(Saved entries)

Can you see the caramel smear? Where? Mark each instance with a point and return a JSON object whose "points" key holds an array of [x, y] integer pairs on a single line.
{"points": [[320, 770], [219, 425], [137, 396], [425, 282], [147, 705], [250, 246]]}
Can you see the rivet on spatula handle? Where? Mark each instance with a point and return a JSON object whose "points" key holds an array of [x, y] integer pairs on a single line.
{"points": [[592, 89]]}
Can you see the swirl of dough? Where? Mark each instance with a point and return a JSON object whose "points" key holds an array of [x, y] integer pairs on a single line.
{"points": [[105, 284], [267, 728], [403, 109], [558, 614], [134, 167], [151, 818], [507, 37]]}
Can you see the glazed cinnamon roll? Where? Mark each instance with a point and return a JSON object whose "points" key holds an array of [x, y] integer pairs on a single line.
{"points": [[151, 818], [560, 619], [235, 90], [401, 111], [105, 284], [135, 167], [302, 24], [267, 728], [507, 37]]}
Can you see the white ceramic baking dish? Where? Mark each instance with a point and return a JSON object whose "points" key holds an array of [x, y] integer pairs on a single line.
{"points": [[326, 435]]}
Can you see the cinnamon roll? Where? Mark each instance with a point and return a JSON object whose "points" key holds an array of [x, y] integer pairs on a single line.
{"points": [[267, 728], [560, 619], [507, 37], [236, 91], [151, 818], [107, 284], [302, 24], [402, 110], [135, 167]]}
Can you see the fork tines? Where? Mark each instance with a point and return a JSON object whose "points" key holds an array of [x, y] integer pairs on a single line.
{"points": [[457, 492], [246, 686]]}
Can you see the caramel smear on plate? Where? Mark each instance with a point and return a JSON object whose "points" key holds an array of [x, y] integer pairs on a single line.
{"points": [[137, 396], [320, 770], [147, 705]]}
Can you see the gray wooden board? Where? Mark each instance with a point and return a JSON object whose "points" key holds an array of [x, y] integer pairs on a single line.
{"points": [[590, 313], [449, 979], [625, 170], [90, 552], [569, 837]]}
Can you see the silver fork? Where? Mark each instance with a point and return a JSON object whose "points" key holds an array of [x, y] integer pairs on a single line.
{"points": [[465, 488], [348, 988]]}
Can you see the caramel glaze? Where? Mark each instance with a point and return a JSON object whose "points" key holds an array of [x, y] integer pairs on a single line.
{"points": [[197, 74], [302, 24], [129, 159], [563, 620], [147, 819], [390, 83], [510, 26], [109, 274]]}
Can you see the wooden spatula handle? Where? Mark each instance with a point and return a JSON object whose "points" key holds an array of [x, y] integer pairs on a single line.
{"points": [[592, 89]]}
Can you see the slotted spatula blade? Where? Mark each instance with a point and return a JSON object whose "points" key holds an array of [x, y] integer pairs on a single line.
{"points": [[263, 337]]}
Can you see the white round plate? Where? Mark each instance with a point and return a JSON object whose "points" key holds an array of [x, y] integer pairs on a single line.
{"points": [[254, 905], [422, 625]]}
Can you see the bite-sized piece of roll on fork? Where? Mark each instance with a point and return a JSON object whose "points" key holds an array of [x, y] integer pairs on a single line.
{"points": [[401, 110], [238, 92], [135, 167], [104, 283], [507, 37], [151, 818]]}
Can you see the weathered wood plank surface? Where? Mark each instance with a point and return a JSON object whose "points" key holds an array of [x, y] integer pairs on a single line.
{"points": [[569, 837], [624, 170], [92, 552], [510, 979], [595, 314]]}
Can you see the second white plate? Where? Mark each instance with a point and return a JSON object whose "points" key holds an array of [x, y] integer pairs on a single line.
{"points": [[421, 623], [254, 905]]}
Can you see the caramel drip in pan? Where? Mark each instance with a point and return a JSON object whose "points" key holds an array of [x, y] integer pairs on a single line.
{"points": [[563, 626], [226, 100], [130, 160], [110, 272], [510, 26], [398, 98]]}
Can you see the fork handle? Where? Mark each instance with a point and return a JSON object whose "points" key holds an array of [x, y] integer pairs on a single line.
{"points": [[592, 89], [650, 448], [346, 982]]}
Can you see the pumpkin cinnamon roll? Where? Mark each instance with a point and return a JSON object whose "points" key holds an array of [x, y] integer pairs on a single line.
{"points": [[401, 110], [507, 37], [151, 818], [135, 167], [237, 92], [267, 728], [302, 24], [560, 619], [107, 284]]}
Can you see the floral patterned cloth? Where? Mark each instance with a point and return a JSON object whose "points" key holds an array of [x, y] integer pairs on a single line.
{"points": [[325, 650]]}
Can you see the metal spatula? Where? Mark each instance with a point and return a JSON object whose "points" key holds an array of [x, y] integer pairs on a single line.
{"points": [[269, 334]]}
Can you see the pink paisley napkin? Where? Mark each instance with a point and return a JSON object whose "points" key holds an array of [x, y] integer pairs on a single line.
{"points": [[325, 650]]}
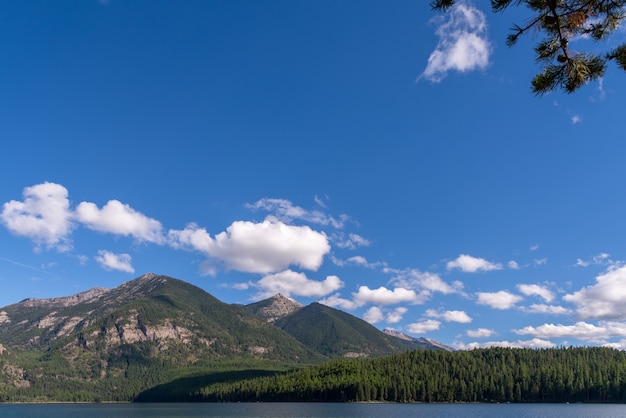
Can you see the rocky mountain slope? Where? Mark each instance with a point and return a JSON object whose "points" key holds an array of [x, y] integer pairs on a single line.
{"points": [[274, 308], [112, 344]]}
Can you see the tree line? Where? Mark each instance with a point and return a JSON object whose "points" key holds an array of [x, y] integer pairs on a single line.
{"points": [[584, 374]]}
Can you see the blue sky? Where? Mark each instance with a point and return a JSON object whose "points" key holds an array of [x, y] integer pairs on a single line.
{"points": [[386, 160]]}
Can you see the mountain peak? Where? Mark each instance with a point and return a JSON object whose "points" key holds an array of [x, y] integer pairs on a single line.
{"points": [[274, 308], [421, 341]]}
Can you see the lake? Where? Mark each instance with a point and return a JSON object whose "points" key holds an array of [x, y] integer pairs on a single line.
{"points": [[310, 410]]}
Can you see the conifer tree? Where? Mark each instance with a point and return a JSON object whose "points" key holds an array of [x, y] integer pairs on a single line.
{"points": [[561, 21]]}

-- Directions for this task --
Exact repetition of each line above is expected; images are to be omitted.

-- Response box --
Can you see the caramel smear? Where? Mark each instance with a point and return a JSON object whose "points" key holds an array of [x, y] integer pairs on a single line.
{"points": [[320, 770], [219, 425], [137, 396], [425, 282], [147, 705], [250, 246]]}
Can you see the rivet on spatula handle? Where? Mark each instance with a point and return a JSON object whose "points" key holds an array of [x, y] integer pairs on a single line.
{"points": [[592, 89]]}
Can you see the swirl of dough? Where? Mark each instance with a point and return a JSON object whose "points" key holds an array of [x, y] integer pairs on a single line.
{"points": [[105, 284], [267, 728], [403, 109], [558, 614], [134, 167], [151, 818], [507, 37]]}
Can you see the glazed cinnamon roll? Where? Mark each instance with a point and return a JSON object whose "points" key holds an array of [x, y] integer pairs on a single line.
{"points": [[151, 818], [560, 619], [235, 90], [401, 111], [105, 284], [135, 167], [302, 24], [267, 728], [507, 37]]}
Can you see the white ceramic baking dish? Where? Mark each instance with a point and return a JSON object whose "points" key holds an array of [x, y] integer pairs on a single line.
{"points": [[326, 435]]}
Can you see the cinnamon roll? Where? Mark each instance with a point and return a JSON object whose "points" key holds an array of [x, y] integer pairs on a single line.
{"points": [[267, 728], [560, 619], [507, 37], [236, 91], [151, 818], [107, 284], [302, 24], [402, 110], [135, 167]]}
Can you see the fork tines? Where? Mark each instance with a point and return a JSON object whose "points" key holds an array of [x, y] integer pairs on a single line.
{"points": [[457, 492], [246, 686]]}
Can you see the caramel smear on plate? Where? Mark each instance with a point and return a JSON object whose "points" key holds an array of [x, y] integer pairs on a single line.
{"points": [[137, 396], [320, 770], [147, 705]]}
Can you see the gray wooden board? Where? Mark each instance with a point and return a JSON object whose "points" key holds an array of [x, y] integer pairs on a single line.
{"points": [[590, 313], [449, 979], [625, 170], [90, 552], [569, 837]]}
Can you see the silver fork? Where? Mark each instance with a point and return a JSON object whose "points" key holds an array of [x, y] integer pairs on a single line.
{"points": [[465, 488], [348, 988]]}
Can you see the caramel glaze? Where? Mark each instance with a point and return a JSON object whose "points" key holds an array of [x, y] integer pairs on a single line.
{"points": [[197, 74], [302, 24], [129, 159], [563, 620], [147, 819], [390, 83], [510, 26], [109, 274]]}
Can you see the wooden spatula handle? Where? Mark each instance with a point and return a JSON object whose "points" key holds an array of [x, y] integer pairs on a single line.
{"points": [[592, 89]]}
Can you see the slotted spatula blade? Where? Mark each instance with a point and return a JSON object whose "points" key holds an array of [x, y] integer pairs on a single line.
{"points": [[263, 337]]}
Can you see the white round plate? Where? Mark each instance with a point and return a JSON object whose "points" key holds an array of [x, y] integer pairs on a single line.
{"points": [[254, 905], [422, 625]]}
Can you see the bite-sized piece of roll on fork? Where? Mark each instance with a point and return a JSON object whose "points" key holds an array of [x, y] integer pairs on a single line.
{"points": [[401, 110], [238, 92], [135, 167], [104, 283], [507, 37], [151, 818]]}
Can you see the weathered wood plank surface? Where? Mark each instance with a point and return a JSON object whose "points" key holds an array of [x, y] integer pairs on a single line.
{"points": [[569, 837], [624, 170], [92, 552], [510, 979], [595, 314]]}
Can you see the second white plate? Where? Mark each instance with a point and return a JSON object whose "points" key holds an array of [x, y] integer pairs on a single line.
{"points": [[421, 623], [254, 905]]}
Can you see the caramel drip in pan? Where? Mark each instance with a point and return a JSON object whose "points" key holds an array of [x, y] integer pairs on a single line.
{"points": [[563, 626], [226, 100], [130, 160], [110, 272], [510, 26], [398, 98]]}
Can you see the fork handle? Where? Mark each instance with a point and return a JSON object whose "points" key holds an array of [x, y] integer pairs on a single line.
{"points": [[592, 89], [650, 448], [346, 982]]}
Can you see the pumpkin cinnamon roll? Where? Mark each instance with a point and return a JSON object whose "points" key holds an array of [x, y] integer pairs on a single line.
{"points": [[401, 110], [507, 37], [151, 818], [135, 167], [237, 92], [267, 728], [302, 24], [560, 619], [107, 284]]}
Can you see the floral patterned cloth? Where? Mark each instance with a point and return a JSON object whose "points" key holds an array of [x, y] integer pairs on a single line.
{"points": [[325, 650]]}
Can you see the metal spatula? Where? Mark each instance with a point and return a JSON object whose "points" key holds an array of [x, y] integer pairs on a single line.
{"points": [[269, 334]]}
Can you see the pink paisley napkin? Where? Mark each instance with a point and return a JSON object whose "points" key holds an array of [x, y] integer pairs on a single line.
{"points": [[325, 650]]}
Can you see the rocky mountain slope? Where? Mark each instance with a point and return a JSON object whose "points" key holds an array of [x, y] integer pairs on a single line.
{"points": [[274, 308], [112, 344]]}
Can you see the tree line? Where? Mark each instance with a point and return a JSON object whose "points" key holds an array of [x, y] integer pairs on a single line.
{"points": [[584, 374]]}
Can you see the blue sky? Where? Mark each instance with a point and return a JSON object whose "points" key holds an array of [x, y] integer pairs on a single line.
{"points": [[386, 160]]}
Can you see the mountain peak? Where? Mark each instance with a point and return a JSON object whose "points" key holds an array of [x, y] integer pairs on a single line.
{"points": [[274, 308], [421, 341]]}
Can you see the lake? Where? Mark each instance with a point and return a JSON object whose "points" key holds an array of [x, y] integer pairs on a single line.
{"points": [[310, 410]]}
Can you see the conifer tree? Where? Mark each instance with a point and return a JSON object whose "points" key holds an array of [x, y] integer pairs on a single line.
{"points": [[561, 21]]}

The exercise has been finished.